> _WORK TO DO_:
A. In the thread about shrimp escaping their tank, where were the vanished Amano shrimp eventually found?
B. Please carry on the shrimp escape thread from its last post.

> _EXTRACT TO READ_:

# Shrimp Escape



## kunerd (Jul 19, 2005)

I would say YES. I only have Ghost shrimp at the moment and just in case you dont kno yet but they jump super well. I do not know if they would jump out of a tank but I know that when i move them they always try to jump out of the net once it is out of the water and have done it a couple of times. Still lived though, just had to pick him up off the dirty floor :icon_frow


----------



## Bert H (Dec 15, 2003)

YES! There are lots of stories out there of wandering shrimp. I wouldn't make it easier for them to find a way out.


----------



## fishyfishy (Mar 18, 2005)

well seems i have learned the hard way havent seen him for a few days and its quite the small bare tank


----------



## Momotaro (Feb 21, 2003)

If by algae eating shrimp you mean Amano shrimp, then yes they do have a bit of wanderlust and may try to creep out of the aquarium.

They are just trying to get back home to Japan.

Mike


----------



## jake (Feb 20, 2004)

Depends on the species of shrimp, as others have noted. My biggest cherry shrimp tank has an open top and no suicide jumps to date. Amanos obviously a very different story.


----------



## A Hill (Jul 25, 2005)

when i only had my 3 amano shrimp they started dissapearing.... well i also noticed exoskeletons so i knew they were molting... i have a powerfilter and checked it right away because my eels used to go into it.. i didnt see nething.. slowly they all dissapearded leaving only their molts i finally checked the filter again and they were all swimming around in it... odd so i took them out and cleaned my filter and put them back.... now the shrimp know what is up the pipe...

i think they got sucked up into it after they molted wile their exoskeletons were still soft... they have molted a few times since that and are getting really big!

> _SUPPLIED ENTRIES_:
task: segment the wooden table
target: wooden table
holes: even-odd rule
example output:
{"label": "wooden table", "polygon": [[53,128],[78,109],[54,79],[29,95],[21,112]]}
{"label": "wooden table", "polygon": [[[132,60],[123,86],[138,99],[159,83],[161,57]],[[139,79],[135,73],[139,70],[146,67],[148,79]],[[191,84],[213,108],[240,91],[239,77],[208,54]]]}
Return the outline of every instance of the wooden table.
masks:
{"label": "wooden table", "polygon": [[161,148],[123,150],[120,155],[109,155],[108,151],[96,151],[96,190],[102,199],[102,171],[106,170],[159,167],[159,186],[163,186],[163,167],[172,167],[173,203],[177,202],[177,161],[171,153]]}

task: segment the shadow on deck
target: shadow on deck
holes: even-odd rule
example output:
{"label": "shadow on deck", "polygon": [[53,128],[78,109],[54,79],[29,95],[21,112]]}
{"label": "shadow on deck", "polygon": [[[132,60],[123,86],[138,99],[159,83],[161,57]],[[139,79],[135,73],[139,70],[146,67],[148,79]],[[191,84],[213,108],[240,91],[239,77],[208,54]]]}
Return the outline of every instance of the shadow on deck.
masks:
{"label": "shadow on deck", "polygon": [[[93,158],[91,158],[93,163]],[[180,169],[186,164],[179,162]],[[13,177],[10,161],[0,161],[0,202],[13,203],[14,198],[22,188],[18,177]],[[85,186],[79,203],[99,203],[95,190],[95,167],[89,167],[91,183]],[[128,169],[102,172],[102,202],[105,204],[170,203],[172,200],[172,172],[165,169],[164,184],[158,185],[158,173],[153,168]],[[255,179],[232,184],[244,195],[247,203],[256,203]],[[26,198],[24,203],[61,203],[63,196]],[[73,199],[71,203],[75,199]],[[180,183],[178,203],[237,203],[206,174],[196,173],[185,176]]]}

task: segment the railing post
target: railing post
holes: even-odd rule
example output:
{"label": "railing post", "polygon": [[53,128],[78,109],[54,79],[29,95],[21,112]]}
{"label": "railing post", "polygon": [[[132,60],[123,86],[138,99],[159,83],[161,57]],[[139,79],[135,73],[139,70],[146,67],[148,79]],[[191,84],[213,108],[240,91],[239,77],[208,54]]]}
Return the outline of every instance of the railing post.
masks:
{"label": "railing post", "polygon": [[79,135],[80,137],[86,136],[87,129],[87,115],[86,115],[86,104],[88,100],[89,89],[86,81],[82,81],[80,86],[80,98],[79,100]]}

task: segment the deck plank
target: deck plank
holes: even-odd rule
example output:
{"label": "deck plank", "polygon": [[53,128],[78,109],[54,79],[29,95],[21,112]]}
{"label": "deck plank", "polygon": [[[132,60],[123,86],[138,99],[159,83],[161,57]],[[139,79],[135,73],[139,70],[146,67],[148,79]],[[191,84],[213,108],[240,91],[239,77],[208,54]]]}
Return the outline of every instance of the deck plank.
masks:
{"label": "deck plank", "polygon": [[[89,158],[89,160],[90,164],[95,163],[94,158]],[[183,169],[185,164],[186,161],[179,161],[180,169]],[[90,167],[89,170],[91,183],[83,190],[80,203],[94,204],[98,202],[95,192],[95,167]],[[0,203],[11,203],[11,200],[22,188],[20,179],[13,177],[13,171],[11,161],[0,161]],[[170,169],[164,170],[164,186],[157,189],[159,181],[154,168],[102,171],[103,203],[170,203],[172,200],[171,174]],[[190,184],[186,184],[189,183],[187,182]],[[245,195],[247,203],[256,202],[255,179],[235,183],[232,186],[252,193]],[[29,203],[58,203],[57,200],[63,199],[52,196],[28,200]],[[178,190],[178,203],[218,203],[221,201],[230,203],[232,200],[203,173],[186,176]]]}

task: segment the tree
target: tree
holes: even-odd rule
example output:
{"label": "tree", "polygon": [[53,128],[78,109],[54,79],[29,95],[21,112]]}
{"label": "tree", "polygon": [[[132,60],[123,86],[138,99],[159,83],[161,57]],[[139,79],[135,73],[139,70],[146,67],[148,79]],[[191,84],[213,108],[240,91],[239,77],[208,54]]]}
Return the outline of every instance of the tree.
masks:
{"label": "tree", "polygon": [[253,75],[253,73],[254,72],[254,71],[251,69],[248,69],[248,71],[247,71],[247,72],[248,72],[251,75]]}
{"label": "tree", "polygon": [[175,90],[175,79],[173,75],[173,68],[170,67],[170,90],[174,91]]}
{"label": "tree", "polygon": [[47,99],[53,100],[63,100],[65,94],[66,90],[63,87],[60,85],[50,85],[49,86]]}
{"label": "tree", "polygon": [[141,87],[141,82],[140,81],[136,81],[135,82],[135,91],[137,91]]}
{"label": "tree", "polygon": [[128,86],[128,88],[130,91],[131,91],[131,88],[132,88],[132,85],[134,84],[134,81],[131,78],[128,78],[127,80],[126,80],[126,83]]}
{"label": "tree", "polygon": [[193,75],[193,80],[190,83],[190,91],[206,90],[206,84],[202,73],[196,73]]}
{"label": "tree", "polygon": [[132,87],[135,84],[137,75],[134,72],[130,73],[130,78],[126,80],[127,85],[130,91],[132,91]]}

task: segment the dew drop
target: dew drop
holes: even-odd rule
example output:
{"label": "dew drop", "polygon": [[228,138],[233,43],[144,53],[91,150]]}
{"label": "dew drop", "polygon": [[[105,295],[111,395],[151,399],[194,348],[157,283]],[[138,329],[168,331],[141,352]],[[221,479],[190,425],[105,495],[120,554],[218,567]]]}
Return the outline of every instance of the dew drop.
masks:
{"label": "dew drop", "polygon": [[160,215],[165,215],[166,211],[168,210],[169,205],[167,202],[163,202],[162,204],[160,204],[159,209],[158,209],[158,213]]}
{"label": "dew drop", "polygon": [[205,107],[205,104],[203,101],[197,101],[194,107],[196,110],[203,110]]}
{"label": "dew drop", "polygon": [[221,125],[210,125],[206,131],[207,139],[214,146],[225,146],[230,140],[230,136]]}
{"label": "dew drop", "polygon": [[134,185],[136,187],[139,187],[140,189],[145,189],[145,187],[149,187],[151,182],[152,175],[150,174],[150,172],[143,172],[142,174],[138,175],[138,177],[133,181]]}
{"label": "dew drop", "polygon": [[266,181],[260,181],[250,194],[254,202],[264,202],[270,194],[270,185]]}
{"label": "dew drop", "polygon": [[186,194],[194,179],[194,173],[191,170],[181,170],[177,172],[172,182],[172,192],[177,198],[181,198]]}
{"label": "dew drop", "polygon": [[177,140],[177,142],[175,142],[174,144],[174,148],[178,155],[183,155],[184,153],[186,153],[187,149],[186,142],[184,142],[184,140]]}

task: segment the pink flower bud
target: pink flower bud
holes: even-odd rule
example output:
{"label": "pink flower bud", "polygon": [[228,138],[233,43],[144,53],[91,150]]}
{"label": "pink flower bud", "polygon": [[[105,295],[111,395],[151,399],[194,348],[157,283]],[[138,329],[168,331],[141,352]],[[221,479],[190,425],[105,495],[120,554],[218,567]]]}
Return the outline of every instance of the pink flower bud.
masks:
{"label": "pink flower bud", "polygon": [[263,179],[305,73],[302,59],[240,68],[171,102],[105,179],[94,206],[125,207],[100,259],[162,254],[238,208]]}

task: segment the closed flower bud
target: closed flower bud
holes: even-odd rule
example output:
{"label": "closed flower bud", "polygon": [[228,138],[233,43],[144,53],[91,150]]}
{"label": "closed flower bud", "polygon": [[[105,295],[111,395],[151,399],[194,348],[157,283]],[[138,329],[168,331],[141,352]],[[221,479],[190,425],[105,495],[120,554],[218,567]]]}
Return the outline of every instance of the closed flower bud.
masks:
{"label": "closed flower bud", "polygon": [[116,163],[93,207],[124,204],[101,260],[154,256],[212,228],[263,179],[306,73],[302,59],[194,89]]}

> _ANSWERS FOR THE TASKS_:
A. Swimming around inside the power filter.

B.
so if u think your shrimp jumped always check the filter a few times!


----------



## Aquaticmagic (Aug 2, 2005)

I wonder what happen to them actually. Occassionally I will have amano shrimp and mosquito shrimp on my floor. Wonder why they like to jump so much.


----------



## Kyle (Jul 19, 2005)

Yeah amanos are definitely jumpers.


----------



## figgy (Feb 27, 2005)

You mean they _HAVEN'T_ jumped yet?????

:wink: 

Figgy


----------



## laura292 (Feb 23, 2010)

*My amano shrimp jumped! after 2 days of having them!*

i was watching the shrimps last night and i notied that they were both sitting on the wod thing and one of them kept like clawing at his bely or where thenaughty bits would be. didnt have a cklue what it was doing and still dont so if you know, let me know!
but the main reason i came on here was ebcause both of them jumped out of the tank last night. well atleast i think they did. i found one of them halfway across the iving room with loads of dust on him (think he went under the tv and reaslised that was bad so came back out) i put him back in the tank because he was still alive(freaked out in my hand when i thought he was dead). i couldnt see the other shrimp anywhere, i searched everywhere, i moved all of the sofas and had a torch behind things i cant move and still no sign. im surprised they can walk that far to be honest but im now really sad that its dead.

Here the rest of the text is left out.